_Stated goal 1:_
Reproduce the lines of the listing from the line with "TARGET = lime wedge with green rind" to the line with "x=24, y=289", swapping "towel" for "cloth" and leaving everything else unchanged.

# Question for Those Who Regularly Use Multi Sliders (i.e. JLC FaderMaster, etc)



## PaulieDC (Feb 12, 2019)

A fuzzy area I'm trying to understand is using a FaderMaster or even faders that might be built into your keyboard controller, and the question(s) I have sort of come in succession: first, as you compose, what different functions do you assign to them? I saw JunkieXL's desk in a vid and he had 4 or 5 faders on a FaderMaster marked with tape. What are some of the functions that people are using when recording parts? For instance, the most obvious I think is Expression which I think is CC11 (and I do understand the difference between that and volume, lol). SO, when I bring up Berlin Inspire, the MOD wheel does control expression (I THINK) because I see the onscreen circle respond to the Mod wheel and I hear the instrument change volume and timbre. Is that CC11, Expression? And if so but you have a fader type controller, does that mean you move CC11 to a fader on there and not use the mod wheel? I like that concept, having modifiers via CC commands being assigned to faders, and I'd like to get in that way f recording now before I form bad habits, so that's why I'm curious what are all the different things y'all assign, for those who do that now. Thanks!

_Stated goal 2:_
According to the forum thread on fader controllers, how many faders on JunkieXL's FaderMaster were marked with tape?

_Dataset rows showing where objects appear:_

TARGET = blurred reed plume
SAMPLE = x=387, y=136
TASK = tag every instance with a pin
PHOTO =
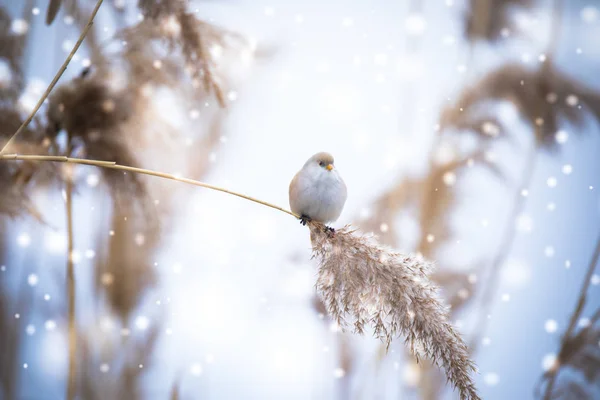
x=544, y=97
x=366, y=285
x=490, y=20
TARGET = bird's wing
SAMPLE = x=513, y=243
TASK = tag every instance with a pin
x=293, y=192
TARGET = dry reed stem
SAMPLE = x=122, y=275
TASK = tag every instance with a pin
x=112, y=165
x=72, y=330
x=574, y=317
x=365, y=285
x=56, y=77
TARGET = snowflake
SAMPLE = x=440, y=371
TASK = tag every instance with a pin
x=551, y=326
x=549, y=362
x=561, y=137
x=32, y=279
x=491, y=379
x=339, y=373
x=589, y=14
x=196, y=369
x=23, y=240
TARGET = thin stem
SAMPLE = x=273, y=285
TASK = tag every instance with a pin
x=56, y=77
x=70, y=286
x=503, y=250
x=575, y=317
x=112, y=165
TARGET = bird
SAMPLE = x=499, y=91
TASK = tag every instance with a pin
x=318, y=192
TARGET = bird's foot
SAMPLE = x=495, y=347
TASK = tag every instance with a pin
x=304, y=219
x=329, y=231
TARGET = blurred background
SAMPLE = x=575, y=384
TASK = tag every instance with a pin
x=466, y=130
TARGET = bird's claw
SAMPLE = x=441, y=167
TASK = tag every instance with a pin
x=330, y=231
x=304, y=219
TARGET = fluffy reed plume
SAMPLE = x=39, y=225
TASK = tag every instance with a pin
x=580, y=354
x=490, y=19
x=187, y=35
x=124, y=267
x=543, y=97
x=123, y=379
x=366, y=285
x=93, y=114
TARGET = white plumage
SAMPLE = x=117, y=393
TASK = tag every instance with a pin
x=318, y=192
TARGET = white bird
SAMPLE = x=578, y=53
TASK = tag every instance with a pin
x=317, y=191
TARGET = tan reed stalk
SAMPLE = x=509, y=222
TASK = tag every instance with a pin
x=62, y=69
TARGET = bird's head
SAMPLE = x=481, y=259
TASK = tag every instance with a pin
x=322, y=160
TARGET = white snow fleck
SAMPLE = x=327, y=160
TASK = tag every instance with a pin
x=415, y=25
x=196, y=369
x=347, y=22
x=449, y=178
x=92, y=180
x=50, y=325
x=67, y=46
x=339, y=373
x=19, y=26
x=524, y=223
x=583, y=322
x=491, y=379
x=32, y=279
x=550, y=326
x=589, y=14
x=142, y=322
x=549, y=362
x=561, y=137
x=23, y=240
x=572, y=100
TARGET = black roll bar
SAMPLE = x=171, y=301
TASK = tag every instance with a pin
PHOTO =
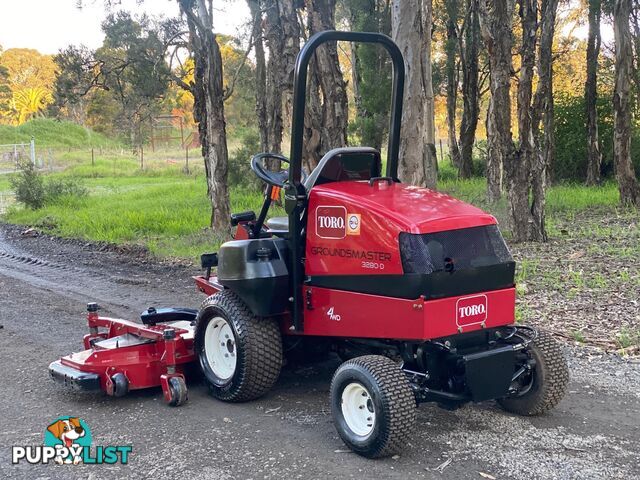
x=295, y=193
x=300, y=91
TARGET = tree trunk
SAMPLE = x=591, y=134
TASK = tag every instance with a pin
x=470, y=94
x=208, y=108
x=355, y=79
x=333, y=131
x=411, y=22
x=451, y=50
x=625, y=174
x=495, y=25
x=517, y=168
x=594, y=159
x=261, y=74
x=283, y=40
x=543, y=110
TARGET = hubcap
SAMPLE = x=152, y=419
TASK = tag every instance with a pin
x=358, y=410
x=220, y=348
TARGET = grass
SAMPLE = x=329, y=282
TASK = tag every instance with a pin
x=49, y=133
x=167, y=210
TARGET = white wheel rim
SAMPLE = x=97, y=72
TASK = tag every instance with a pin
x=220, y=348
x=358, y=410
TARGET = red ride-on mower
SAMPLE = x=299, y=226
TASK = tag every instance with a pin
x=413, y=287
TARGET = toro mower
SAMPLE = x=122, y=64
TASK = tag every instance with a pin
x=413, y=289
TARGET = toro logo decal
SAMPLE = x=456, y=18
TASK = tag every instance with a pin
x=471, y=310
x=335, y=223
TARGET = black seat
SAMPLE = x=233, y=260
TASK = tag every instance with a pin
x=337, y=165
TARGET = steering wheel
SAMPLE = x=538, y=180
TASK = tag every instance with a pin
x=275, y=179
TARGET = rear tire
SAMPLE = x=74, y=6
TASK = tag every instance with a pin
x=373, y=406
x=550, y=379
x=247, y=363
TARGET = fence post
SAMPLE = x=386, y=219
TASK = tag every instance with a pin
x=32, y=151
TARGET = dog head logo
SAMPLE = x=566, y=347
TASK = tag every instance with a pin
x=69, y=435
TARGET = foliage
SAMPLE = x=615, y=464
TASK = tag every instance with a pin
x=571, y=138
x=53, y=133
x=240, y=173
x=373, y=69
x=169, y=212
x=26, y=77
x=33, y=191
x=124, y=81
x=28, y=102
x=28, y=186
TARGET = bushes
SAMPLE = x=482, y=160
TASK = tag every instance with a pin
x=571, y=138
x=31, y=189
x=28, y=186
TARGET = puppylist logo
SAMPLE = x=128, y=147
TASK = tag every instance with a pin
x=68, y=441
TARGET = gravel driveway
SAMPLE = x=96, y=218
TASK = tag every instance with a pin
x=45, y=283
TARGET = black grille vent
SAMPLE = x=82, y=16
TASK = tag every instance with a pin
x=453, y=250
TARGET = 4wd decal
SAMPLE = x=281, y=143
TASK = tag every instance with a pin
x=471, y=310
x=333, y=222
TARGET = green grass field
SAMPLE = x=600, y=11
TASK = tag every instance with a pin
x=165, y=209
x=54, y=133
x=168, y=212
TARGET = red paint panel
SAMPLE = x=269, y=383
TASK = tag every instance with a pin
x=353, y=227
x=346, y=314
x=443, y=317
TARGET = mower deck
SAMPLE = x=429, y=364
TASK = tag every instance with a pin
x=121, y=355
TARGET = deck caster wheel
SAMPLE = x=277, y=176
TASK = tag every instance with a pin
x=373, y=406
x=177, y=391
x=240, y=354
x=120, y=385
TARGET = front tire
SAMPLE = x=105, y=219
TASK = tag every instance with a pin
x=239, y=353
x=373, y=406
x=548, y=382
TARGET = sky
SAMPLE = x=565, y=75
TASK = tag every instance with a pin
x=49, y=25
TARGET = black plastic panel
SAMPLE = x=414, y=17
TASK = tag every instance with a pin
x=413, y=285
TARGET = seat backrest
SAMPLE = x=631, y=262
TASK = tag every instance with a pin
x=347, y=163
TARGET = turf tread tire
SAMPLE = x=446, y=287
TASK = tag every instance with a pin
x=550, y=382
x=258, y=343
x=397, y=399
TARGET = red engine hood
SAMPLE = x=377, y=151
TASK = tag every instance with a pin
x=419, y=210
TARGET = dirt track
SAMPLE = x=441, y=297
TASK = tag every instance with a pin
x=44, y=285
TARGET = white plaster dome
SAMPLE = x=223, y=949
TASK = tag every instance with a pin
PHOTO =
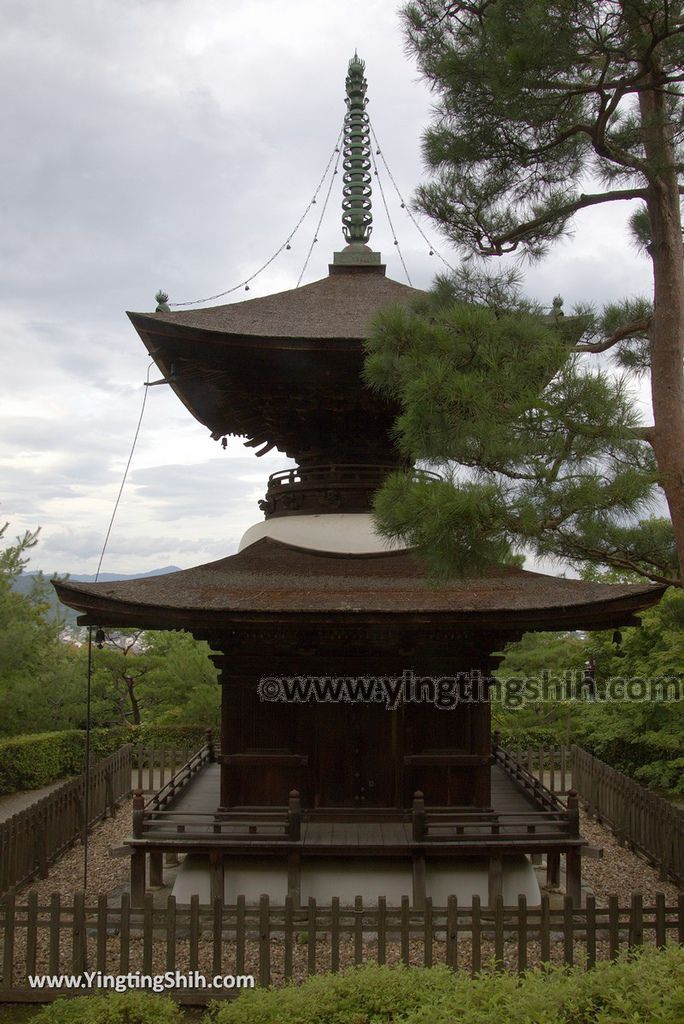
x=346, y=532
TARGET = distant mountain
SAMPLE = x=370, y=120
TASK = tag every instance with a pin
x=57, y=611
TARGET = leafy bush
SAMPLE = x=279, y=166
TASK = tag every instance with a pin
x=663, y=775
x=113, y=1008
x=38, y=759
x=151, y=734
x=639, y=988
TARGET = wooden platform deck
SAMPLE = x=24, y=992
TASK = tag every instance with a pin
x=514, y=822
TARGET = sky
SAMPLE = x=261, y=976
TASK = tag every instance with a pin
x=175, y=144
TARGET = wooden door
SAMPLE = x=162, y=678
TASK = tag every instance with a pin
x=356, y=756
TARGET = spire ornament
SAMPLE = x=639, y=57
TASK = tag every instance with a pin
x=356, y=215
x=356, y=163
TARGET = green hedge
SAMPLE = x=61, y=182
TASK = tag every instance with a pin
x=181, y=736
x=38, y=759
x=639, y=989
x=115, y=1008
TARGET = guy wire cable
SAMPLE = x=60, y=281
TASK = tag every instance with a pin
x=86, y=774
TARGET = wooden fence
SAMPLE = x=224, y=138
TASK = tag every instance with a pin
x=642, y=820
x=275, y=943
x=37, y=836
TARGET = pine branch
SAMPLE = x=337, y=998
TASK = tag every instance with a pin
x=641, y=326
x=620, y=561
x=517, y=235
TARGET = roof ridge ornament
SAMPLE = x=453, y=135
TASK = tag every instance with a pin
x=356, y=201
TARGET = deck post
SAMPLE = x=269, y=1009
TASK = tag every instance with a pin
x=536, y=858
x=418, y=817
x=295, y=877
x=295, y=816
x=419, y=882
x=573, y=812
x=138, y=813
x=495, y=879
x=216, y=876
x=137, y=877
x=156, y=868
x=553, y=869
x=573, y=875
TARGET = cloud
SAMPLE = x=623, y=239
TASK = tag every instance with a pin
x=175, y=144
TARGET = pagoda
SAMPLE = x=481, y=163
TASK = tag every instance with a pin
x=301, y=779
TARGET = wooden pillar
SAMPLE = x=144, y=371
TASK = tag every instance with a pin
x=137, y=877
x=419, y=822
x=419, y=883
x=231, y=718
x=573, y=876
x=216, y=876
x=295, y=877
x=495, y=879
x=156, y=868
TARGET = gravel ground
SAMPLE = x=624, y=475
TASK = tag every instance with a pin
x=620, y=872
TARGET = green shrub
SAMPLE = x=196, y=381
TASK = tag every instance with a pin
x=180, y=736
x=113, y=1008
x=643, y=988
x=38, y=759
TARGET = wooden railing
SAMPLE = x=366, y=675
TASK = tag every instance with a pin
x=283, y=942
x=154, y=766
x=642, y=820
x=552, y=765
x=248, y=823
x=533, y=785
x=34, y=838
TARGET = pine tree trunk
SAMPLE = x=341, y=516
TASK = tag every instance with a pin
x=667, y=340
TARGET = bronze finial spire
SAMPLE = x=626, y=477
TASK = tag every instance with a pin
x=356, y=215
x=356, y=206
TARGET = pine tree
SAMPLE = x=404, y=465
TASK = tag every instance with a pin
x=536, y=100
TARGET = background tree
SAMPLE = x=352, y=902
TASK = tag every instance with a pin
x=536, y=100
x=538, y=450
x=642, y=737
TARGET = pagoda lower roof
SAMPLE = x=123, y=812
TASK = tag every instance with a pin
x=269, y=580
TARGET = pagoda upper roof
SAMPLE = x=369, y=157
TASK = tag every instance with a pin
x=338, y=306
x=284, y=370
x=270, y=580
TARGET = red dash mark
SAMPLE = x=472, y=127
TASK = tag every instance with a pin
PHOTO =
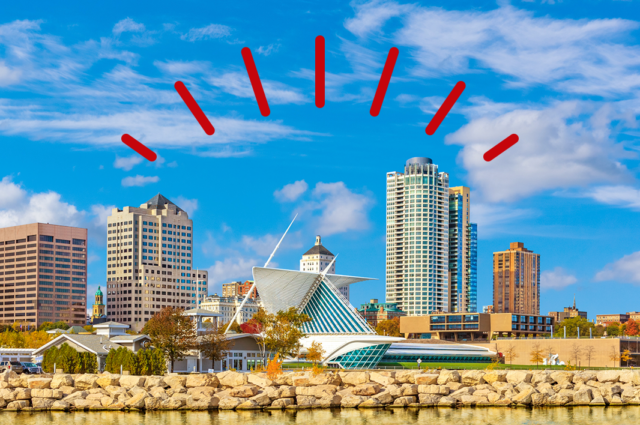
x=139, y=147
x=194, y=108
x=258, y=91
x=498, y=149
x=319, y=71
x=384, y=81
x=445, y=108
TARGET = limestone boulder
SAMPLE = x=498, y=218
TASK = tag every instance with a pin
x=232, y=379
x=61, y=380
x=175, y=381
x=515, y=377
x=244, y=391
x=107, y=380
x=448, y=376
x=384, y=378
x=426, y=379
x=201, y=380
x=354, y=378
x=368, y=389
x=608, y=376
x=472, y=377
x=39, y=383
x=86, y=381
x=495, y=376
x=42, y=403
x=259, y=380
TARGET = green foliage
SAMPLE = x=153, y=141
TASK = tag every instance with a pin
x=144, y=362
x=68, y=359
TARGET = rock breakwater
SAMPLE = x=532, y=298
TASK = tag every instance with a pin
x=302, y=390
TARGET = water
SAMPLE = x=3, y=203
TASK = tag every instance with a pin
x=628, y=415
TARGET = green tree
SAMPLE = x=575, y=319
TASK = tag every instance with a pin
x=572, y=325
x=389, y=327
x=172, y=332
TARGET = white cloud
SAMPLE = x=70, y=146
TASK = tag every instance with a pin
x=558, y=148
x=127, y=25
x=577, y=56
x=337, y=209
x=7, y=75
x=189, y=205
x=181, y=67
x=18, y=206
x=620, y=196
x=626, y=270
x=556, y=279
x=238, y=84
x=139, y=180
x=267, y=50
x=208, y=32
x=291, y=192
x=128, y=162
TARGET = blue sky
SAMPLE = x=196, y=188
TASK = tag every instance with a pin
x=562, y=75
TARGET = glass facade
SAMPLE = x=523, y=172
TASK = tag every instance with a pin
x=364, y=358
x=331, y=314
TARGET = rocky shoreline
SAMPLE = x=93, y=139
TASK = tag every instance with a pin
x=302, y=390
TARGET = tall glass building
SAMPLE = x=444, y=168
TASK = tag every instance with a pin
x=463, y=248
x=418, y=238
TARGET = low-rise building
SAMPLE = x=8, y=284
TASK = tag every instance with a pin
x=475, y=326
x=607, y=319
x=375, y=312
x=227, y=307
x=568, y=313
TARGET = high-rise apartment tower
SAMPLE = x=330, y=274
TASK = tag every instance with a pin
x=150, y=262
x=463, y=253
x=516, y=280
x=418, y=238
x=43, y=274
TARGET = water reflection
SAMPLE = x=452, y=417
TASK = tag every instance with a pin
x=629, y=415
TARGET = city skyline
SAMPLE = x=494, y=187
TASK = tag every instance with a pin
x=72, y=84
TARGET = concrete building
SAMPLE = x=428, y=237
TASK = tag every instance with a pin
x=43, y=274
x=418, y=238
x=227, y=307
x=568, y=313
x=99, y=314
x=516, y=280
x=375, y=312
x=463, y=253
x=239, y=289
x=150, y=262
x=476, y=326
x=317, y=259
x=607, y=319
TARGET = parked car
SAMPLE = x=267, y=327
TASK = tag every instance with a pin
x=14, y=366
x=31, y=368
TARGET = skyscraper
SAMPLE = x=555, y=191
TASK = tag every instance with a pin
x=418, y=238
x=516, y=280
x=150, y=262
x=463, y=248
x=43, y=273
x=317, y=259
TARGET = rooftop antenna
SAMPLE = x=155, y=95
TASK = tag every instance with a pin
x=246, y=298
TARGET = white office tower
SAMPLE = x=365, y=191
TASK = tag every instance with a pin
x=150, y=262
x=418, y=238
x=319, y=258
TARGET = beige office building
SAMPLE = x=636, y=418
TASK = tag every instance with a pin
x=43, y=274
x=150, y=262
x=516, y=280
x=418, y=238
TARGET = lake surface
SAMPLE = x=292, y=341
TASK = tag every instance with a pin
x=627, y=415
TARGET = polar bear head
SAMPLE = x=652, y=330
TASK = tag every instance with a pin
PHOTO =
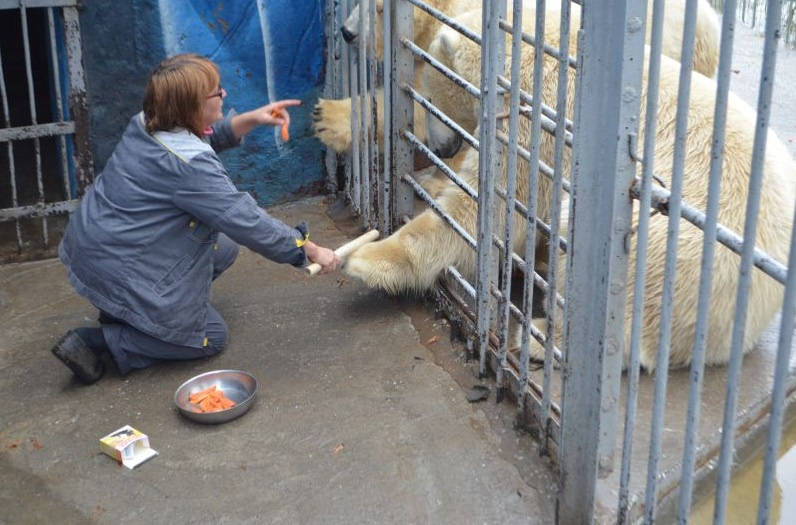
x=351, y=26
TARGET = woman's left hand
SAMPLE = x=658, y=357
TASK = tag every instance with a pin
x=273, y=114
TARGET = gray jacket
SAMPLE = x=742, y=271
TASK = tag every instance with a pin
x=140, y=244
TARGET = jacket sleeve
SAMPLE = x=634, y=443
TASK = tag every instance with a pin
x=208, y=194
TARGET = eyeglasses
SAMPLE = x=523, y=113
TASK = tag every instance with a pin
x=220, y=93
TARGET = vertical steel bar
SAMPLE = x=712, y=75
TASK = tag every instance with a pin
x=59, y=105
x=670, y=271
x=533, y=194
x=562, y=96
x=373, y=124
x=607, y=99
x=331, y=88
x=511, y=195
x=402, y=109
x=347, y=79
x=745, y=271
x=642, y=235
x=706, y=272
x=358, y=130
x=33, y=118
x=385, y=203
x=78, y=101
x=780, y=385
x=486, y=171
x=12, y=175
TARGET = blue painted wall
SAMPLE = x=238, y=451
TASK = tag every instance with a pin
x=266, y=50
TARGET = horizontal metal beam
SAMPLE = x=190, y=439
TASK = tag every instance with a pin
x=16, y=4
x=36, y=211
x=39, y=130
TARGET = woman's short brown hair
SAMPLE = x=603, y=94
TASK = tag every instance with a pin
x=177, y=91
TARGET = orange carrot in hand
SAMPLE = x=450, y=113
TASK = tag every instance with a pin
x=285, y=132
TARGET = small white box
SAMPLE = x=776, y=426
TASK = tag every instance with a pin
x=128, y=446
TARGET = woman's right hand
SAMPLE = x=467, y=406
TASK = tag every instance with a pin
x=328, y=260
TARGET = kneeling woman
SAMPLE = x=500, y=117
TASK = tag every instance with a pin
x=162, y=221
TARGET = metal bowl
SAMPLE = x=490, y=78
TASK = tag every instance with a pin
x=239, y=386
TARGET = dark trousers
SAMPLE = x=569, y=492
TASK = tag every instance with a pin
x=132, y=349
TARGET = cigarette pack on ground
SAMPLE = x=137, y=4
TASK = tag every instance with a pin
x=128, y=446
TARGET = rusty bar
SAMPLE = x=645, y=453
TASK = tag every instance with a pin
x=78, y=101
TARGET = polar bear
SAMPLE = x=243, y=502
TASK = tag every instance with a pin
x=463, y=107
x=415, y=256
x=332, y=118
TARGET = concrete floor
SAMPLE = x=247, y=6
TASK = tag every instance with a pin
x=355, y=422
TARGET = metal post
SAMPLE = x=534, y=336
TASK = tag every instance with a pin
x=401, y=106
x=607, y=99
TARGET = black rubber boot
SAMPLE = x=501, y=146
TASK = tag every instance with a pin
x=79, y=357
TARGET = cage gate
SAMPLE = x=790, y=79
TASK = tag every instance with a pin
x=602, y=240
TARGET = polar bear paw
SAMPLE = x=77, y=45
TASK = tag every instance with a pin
x=382, y=265
x=332, y=123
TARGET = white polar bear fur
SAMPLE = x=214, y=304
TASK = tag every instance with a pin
x=449, y=48
x=332, y=117
x=414, y=257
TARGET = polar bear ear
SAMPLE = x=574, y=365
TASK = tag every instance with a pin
x=446, y=43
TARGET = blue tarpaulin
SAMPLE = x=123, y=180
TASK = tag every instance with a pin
x=266, y=50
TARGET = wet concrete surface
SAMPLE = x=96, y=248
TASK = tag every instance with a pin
x=356, y=421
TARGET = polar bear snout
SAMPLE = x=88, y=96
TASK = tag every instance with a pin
x=350, y=27
x=349, y=36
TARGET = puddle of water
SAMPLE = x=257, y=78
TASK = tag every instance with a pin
x=745, y=489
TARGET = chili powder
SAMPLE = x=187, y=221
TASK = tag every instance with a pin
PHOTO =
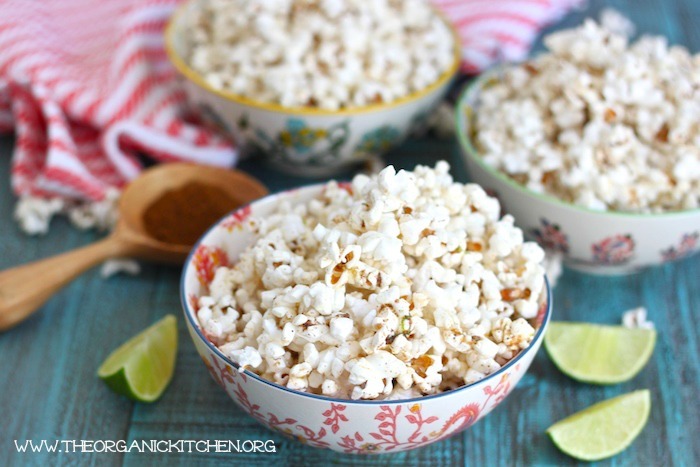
x=180, y=216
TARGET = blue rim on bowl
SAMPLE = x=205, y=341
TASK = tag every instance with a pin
x=464, y=112
x=190, y=315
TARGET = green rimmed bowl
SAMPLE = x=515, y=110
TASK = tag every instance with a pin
x=593, y=241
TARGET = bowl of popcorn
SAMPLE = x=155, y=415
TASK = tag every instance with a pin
x=594, y=147
x=314, y=85
x=374, y=316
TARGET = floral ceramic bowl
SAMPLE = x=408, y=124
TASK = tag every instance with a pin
x=592, y=241
x=338, y=424
x=305, y=141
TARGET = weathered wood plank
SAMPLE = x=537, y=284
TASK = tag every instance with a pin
x=48, y=387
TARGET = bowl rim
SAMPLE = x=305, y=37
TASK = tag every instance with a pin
x=465, y=141
x=190, y=315
x=190, y=74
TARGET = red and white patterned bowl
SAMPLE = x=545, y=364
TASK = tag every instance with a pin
x=592, y=241
x=338, y=424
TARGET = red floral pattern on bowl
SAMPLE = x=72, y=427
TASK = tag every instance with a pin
x=617, y=249
x=359, y=427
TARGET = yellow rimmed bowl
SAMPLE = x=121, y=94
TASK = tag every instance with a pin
x=598, y=242
x=304, y=141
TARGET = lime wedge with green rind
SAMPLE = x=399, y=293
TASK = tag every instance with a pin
x=604, y=429
x=142, y=367
x=599, y=354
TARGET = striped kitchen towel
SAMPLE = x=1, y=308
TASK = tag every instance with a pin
x=86, y=86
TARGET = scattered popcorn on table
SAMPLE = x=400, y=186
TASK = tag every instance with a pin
x=637, y=318
x=116, y=266
x=101, y=215
x=599, y=122
x=403, y=284
x=34, y=214
x=329, y=54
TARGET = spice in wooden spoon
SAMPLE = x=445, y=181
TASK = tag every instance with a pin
x=182, y=215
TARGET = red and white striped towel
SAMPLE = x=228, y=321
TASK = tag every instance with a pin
x=86, y=85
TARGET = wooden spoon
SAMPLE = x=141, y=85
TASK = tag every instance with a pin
x=24, y=289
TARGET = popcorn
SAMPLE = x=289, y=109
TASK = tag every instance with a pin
x=416, y=287
x=637, y=318
x=319, y=53
x=115, y=266
x=598, y=122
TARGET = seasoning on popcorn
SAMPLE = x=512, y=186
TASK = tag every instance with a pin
x=372, y=291
x=329, y=54
x=598, y=122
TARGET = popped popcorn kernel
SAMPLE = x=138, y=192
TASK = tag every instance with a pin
x=319, y=53
x=402, y=303
x=599, y=122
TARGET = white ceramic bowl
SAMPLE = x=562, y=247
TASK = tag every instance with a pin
x=305, y=141
x=338, y=424
x=592, y=241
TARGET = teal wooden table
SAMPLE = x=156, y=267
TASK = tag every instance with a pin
x=48, y=387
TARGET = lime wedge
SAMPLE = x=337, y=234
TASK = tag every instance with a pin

_Task solution 1:_
TARGET = lime wedge with green rind
SAMPLE = x=399, y=293
TASK = tag every instance with a pin
x=604, y=429
x=142, y=367
x=599, y=354
TARGET = striped kitchen cloth
SAMPLE = x=1, y=308
TASK = tag every instance with a pin
x=86, y=86
TARGET = scattered popcorn on table
SAMPLE = x=400, y=186
TASK = tag every instance with a pin
x=637, y=318
x=116, y=266
x=101, y=215
x=599, y=122
x=403, y=284
x=34, y=214
x=329, y=54
TARGET = spice in wooden spoon
SAMPLE = x=445, y=181
TASK = tag every instance with a pin
x=182, y=215
TARGET = red and white striped cloth
SAMPLE = x=228, y=321
TASK = tag every instance with a pin
x=86, y=85
TARGET = wooden spoon
SAMPLE = x=141, y=85
TASK = tag every instance with a pin
x=24, y=289

_Task solution 2:_
Four or five.